As objective and criterion function we set

$$\begin{aligned} {\mathcal {Q}}^* = {\mathcal {D}}_\text {TCMI}^*(Y; X) \ , \end{aligned}$$
(36)

the criterion function to be

$$\begin{aligned} {\mathcal {Q}} = \min ({\mathcal {D}}(Y; X), {\mathcal {D}}'(Y; X)) \ , \end{aligned}$$
(37)

and, as a pruning rule, the bounding criterion to be (cf., Eq. 31),

$$\begin{aligned} \bar{{\mathcal {Q}}} = 1 - \min (\hat{{\mathcal {D}}}_0(Y; X), \hat{{\mathcal {D}}}_0'(Y; X)) \ . \end{aligned}$$
(38)

Proofs for the monotonicity conditions for \({\mathcal {Q}}\) and \({\bar{Q}}\) follow similar arguments as for Shannon entropy (Mandros et al. 2017) and are provided in the appendix.

Fig. 2
figure 2

Example of a depth-first tree search strategy of the branch-and-bound algorithm (Land and Doig 1960; Narendra and Fukunaga 1977; Clausen 1999; Morrison et al. 2016) to search for the optimal subset of features. Shown is the tree traversal going from top to down and left to right by dashed arrows, the estimated fraction of total cumulative information (objective function inside circles), subsets of features (labels at the bottom of the circles), fraction of cumulative information (criterion function, first number, right or left the circles), and the expected fraction of cumulative information contribution (bounding function, second number, right or left the circles). Capital roman symbols indicate applied pruning rules or updates of the current maximum objective function. Anytime the objective function in some internal nodes exceeds the bounding function of sub-trees (I), it decreases (II) – either due to the condition Eq. 35 or the bounding function is lower than the current maximum value of the objective function (III), sub-trees can be pruned and computations be skipped. On termination of the algorithm, the bound contains the optimum objective function value (IV)

7.1 Complexity Analysis

The computational complexity of the branch-and-bound algorithm is largely determined by two factors: the branching factor B and the depth D of the tree (Morrison et al. 2016). The branching factor is the maximum number of generated variables combinations at each level l of the tree and can be estimated by the central binomial coefficient \(B \le \max _{l = 1, \ldots , D} \left( {\begin{array}{c}d\\ l\end{array}}\right) \approx \left( {\begin{array}{c}d\\ d/2\end{array}}\right) \), if \(\vec {X}\) has d variables. The depth D of the tree is given by the largest cardinality of a variable set, represented as the longest path in the tree from the root to a terminal node. The ranking of the variable sets involves \({\mathcal {O}}((n \log n)^d)\) sorting operations when all variables are relevant. Thus, any branch-and-bound implementation has worst-case \({\mathcal {O}}(M \cdot B^D)\) computational time complexity, where M is the time needed to evaluate the feature-selection criterion for a combination of variables in the tree.

-- THE REQUEST --
Pick up the branch-and-bound complexity passage after its final sentence and keep writing it.

-- DATASET EXCERPTS --

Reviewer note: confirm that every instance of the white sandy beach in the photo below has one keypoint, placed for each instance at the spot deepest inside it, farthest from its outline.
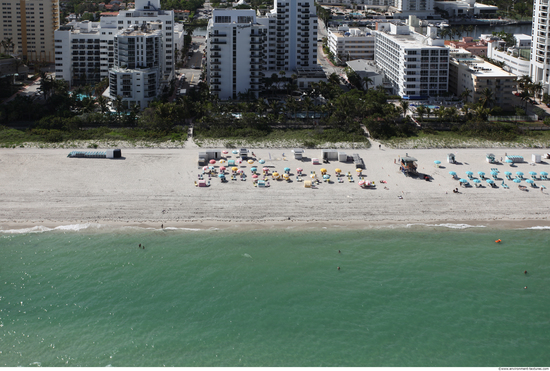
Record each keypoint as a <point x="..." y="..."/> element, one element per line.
<point x="154" y="186"/>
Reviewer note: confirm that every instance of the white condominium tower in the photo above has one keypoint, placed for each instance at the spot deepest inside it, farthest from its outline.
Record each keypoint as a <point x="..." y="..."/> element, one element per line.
<point x="540" y="44"/>
<point x="414" y="5"/>
<point x="416" y="65"/>
<point x="135" y="76"/>
<point x="296" y="34"/>
<point x="243" y="48"/>
<point x="30" y="24"/>
<point x="236" y="53"/>
<point x="84" y="51"/>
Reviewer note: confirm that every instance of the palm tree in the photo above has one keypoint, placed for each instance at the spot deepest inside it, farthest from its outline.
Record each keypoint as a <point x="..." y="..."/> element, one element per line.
<point x="538" y="88"/>
<point x="524" y="82"/>
<point x="367" y="80"/>
<point x="420" y="111"/>
<point x="487" y="97"/>
<point x="404" y="107"/>
<point x="334" y="79"/>
<point x="466" y="94"/>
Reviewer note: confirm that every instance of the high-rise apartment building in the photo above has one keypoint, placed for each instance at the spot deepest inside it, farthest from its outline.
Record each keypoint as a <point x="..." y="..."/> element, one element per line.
<point x="135" y="76"/>
<point x="243" y="48"/>
<point x="540" y="44"/>
<point x="30" y="24"/>
<point x="236" y="53"/>
<point x="416" y="65"/>
<point x="85" y="51"/>
<point x="414" y="6"/>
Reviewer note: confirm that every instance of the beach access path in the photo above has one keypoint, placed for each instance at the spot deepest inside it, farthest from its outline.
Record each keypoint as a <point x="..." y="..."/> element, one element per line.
<point x="153" y="186"/>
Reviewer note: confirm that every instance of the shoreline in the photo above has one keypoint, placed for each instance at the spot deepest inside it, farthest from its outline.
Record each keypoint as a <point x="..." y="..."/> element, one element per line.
<point x="247" y="225"/>
<point x="150" y="187"/>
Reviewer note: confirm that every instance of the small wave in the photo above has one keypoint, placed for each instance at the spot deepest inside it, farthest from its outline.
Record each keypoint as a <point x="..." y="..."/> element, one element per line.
<point x="447" y="225"/>
<point x="41" y="228"/>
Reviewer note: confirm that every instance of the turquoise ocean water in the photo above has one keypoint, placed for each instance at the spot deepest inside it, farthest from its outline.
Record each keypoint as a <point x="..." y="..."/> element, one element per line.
<point x="417" y="296"/>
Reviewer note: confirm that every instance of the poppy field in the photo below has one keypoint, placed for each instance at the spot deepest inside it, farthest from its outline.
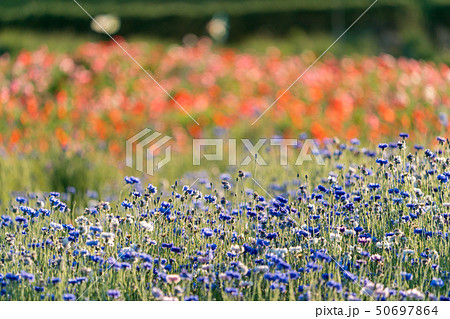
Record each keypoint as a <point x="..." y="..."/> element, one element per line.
<point x="369" y="223"/>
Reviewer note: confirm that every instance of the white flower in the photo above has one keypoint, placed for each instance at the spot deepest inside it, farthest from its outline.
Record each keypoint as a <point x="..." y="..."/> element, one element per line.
<point x="148" y="226"/>
<point x="173" y="279"/>
<point x="295" y="250"/>
<point x="349" y="232"/>
<point x="335" y="237"/>
<point x="105" y="22"/>
<point x="263" y="268"/>
<point x="415" y="294"/>
<point x="56" y="226"/>
<point x="236" y="249"/>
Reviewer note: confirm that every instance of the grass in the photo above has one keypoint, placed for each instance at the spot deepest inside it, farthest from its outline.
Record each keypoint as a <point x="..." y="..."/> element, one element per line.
<point x="299" y="263"/>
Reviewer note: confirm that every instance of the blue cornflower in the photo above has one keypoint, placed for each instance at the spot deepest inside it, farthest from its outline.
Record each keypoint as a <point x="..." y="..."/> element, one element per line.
<point x="132" y="180"/>
<point x="207" y="232"/>
<point x="191" y="298"/>
<point x="113" y="293"/>
<point x="152" y="189"/>
<point x="21" y="200"/>
<point x="406" y="276"/>
<point x="69" y="297"/>
<point x="437" y="282"/>
<point x="92" y="243"/>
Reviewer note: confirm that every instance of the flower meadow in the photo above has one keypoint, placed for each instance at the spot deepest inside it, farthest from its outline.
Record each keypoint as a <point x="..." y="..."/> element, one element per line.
<point x="370" y="224"/>
<point x="96" y="98"/>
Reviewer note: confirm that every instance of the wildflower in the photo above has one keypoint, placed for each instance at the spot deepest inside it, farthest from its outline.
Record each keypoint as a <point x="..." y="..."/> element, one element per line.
<point x="113" y="293"/>
<point x="69" y="297"/>
<point x="132" y="180"/>
<point x="173" y="279"/>
<point x="437" y="282"/>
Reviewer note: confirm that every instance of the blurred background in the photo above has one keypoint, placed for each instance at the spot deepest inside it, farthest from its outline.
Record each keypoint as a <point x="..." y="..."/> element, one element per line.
<point x="412" y="28"/>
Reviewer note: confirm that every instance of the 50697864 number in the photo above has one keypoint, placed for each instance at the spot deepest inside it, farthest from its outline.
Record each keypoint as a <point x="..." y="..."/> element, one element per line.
<point x="406" y="310"/>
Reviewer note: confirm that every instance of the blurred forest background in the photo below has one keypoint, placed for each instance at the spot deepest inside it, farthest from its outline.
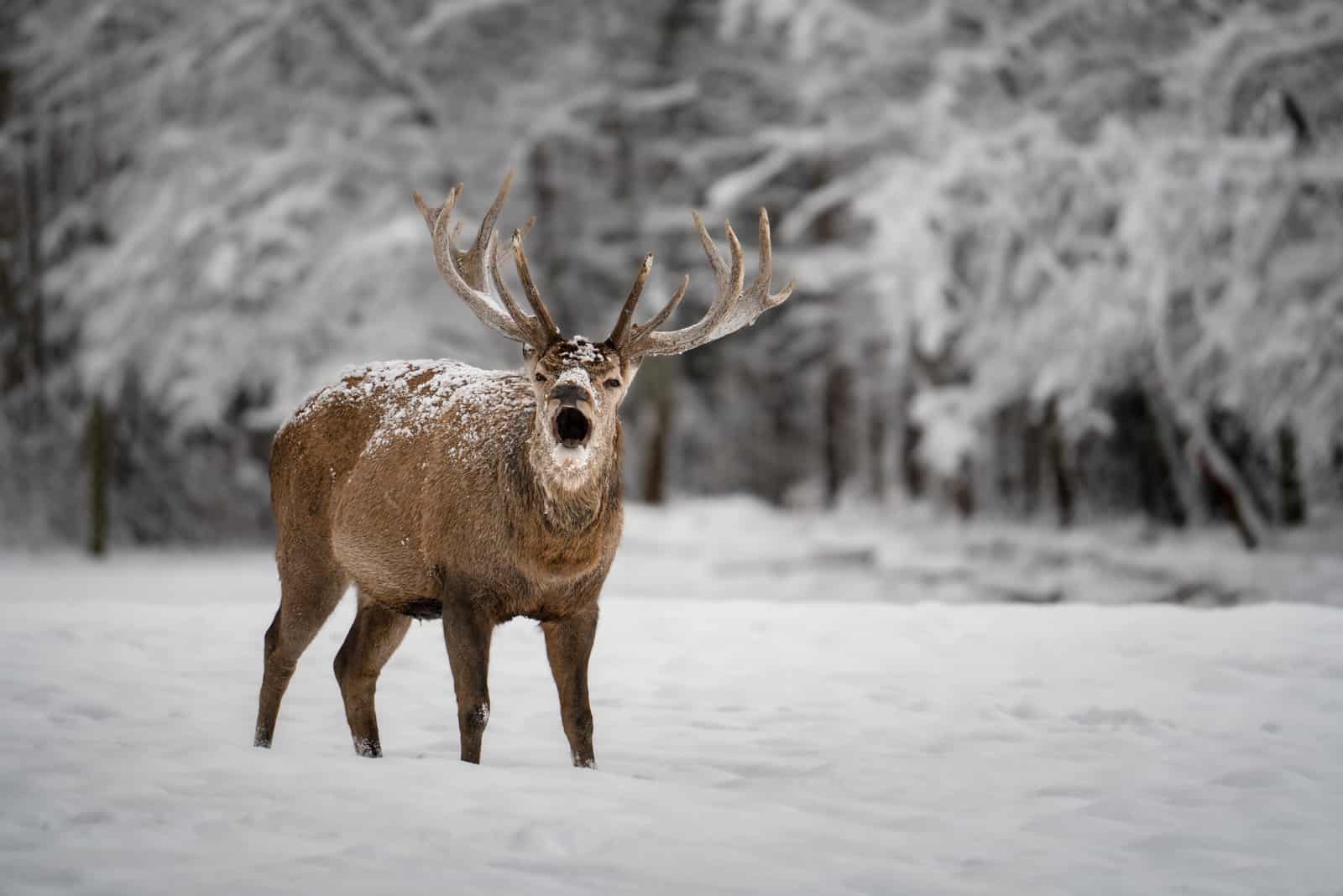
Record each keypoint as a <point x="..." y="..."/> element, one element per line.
<point x="1069" y="259"/>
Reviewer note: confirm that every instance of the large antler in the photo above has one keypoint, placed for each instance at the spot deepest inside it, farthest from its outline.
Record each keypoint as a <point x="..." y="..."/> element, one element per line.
<point x="731" y="309"/>
<point x="465" y="271"/>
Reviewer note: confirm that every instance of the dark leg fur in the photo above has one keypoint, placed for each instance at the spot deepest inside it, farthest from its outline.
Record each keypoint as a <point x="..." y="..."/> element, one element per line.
<point x="468" y="638"/>
<point x="373" y="638"/>
<point x="568" y="644"/>
<point x="304" y="605"/>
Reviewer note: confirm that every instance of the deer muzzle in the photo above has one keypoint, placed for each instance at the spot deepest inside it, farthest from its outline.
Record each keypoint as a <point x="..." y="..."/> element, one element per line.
<point x="571" y="423"/>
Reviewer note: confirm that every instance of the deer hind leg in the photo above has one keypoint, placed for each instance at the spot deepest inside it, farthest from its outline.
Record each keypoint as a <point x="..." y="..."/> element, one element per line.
<point x="468" y="638"/>
<point x="373" y="638"/>
<point x="306" y="600"/>
<point x="568" y="644"/>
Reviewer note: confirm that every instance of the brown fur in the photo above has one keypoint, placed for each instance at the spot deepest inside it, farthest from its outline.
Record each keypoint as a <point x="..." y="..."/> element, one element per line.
<point x="438" y="488"/>
<point x="434" y="488"/>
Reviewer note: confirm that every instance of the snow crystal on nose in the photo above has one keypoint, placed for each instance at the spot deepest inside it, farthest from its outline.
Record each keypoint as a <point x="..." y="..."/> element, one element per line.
<point x="583" y="352"/>
<point x="577" y="376"/>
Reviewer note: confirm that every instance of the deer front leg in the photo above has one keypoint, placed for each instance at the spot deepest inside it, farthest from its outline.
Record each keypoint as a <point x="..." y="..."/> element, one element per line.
<point x="568" y="643"/>
<point x="468" y="638"/>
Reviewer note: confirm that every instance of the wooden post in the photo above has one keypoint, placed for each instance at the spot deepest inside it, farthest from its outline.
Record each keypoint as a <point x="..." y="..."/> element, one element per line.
<point x="97" y="456"/>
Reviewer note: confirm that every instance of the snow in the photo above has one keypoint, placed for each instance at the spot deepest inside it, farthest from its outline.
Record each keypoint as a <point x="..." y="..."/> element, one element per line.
<point x="828" y="730"/>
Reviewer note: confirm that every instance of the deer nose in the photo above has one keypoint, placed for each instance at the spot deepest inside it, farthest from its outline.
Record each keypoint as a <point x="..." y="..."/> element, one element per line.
<point x="570" y="394"/>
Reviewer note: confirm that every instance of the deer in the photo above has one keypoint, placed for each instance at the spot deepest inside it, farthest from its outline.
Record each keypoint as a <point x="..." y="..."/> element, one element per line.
<point x="443" y="491"/>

-- RESPONSE TO THIS EXERCISE --
In the worst case, for n number of example data and d variables, cumulative mutual information requires to evaluate the integral \({\mathcal {O}}(n^d)\) times and \({\mathcal {O}}(n^2)\) times to calculate the baseline adjustment term. Thus, TCMI has time complexity \(M \sim {\mathcal {O}}(n^d)\) and a feature-subset search in the current implementation suffers from the curse of dimensionality (Koller and Sahami 1996).

As a result, the total time complexity of the feature selection algorithm is non-deterministic polynomial-time (NP)-hard and, in general, the search strategy of examining all possible subsets is not viable. In the vast majority of cases, however, dependencies are relatively simple relationships of only a small number of features. In addition, feature selection can be restricted at any time to examine subsets of variables that are less than or equal to a predefined dimensionality. Then the time complexity is greatly reduced and the feature selection can be solved in polynomial time. Whether the assumptions apply to arbitrary data sets is a case-by-case study. However, indicators such as the convergence rate of the TCMI approaching the maximum value or the estimated strength of the relationships are helpful in exploratory data analysis to search for the relevant features of a data set.

8 Experiments

To demonstrate the performance of TCMI in different settings, we first consider generated data and show that our method can detect both univariate and multivariate dependences. Then, we discuss applications of TCMI on data sets from the KEEL and UCI Machine Learning Repository (Alcalá-Fdez et al. 2009, 2011; Dua and Graff 2017) and a typical scenario from the materials-science community, namely to predict the crystal structure of octet-binary compound semiconductors (Ghiringhelli et al. 2015, 2017).

8.1 Case study on generated data

In a number of experiments, we test the theoretical properties of TCMI, i.e., its invariance properties and performance statistics. We also study an exemplified feature-selection task to find a bivariate normal distribution embedded in a multi-dimensional space.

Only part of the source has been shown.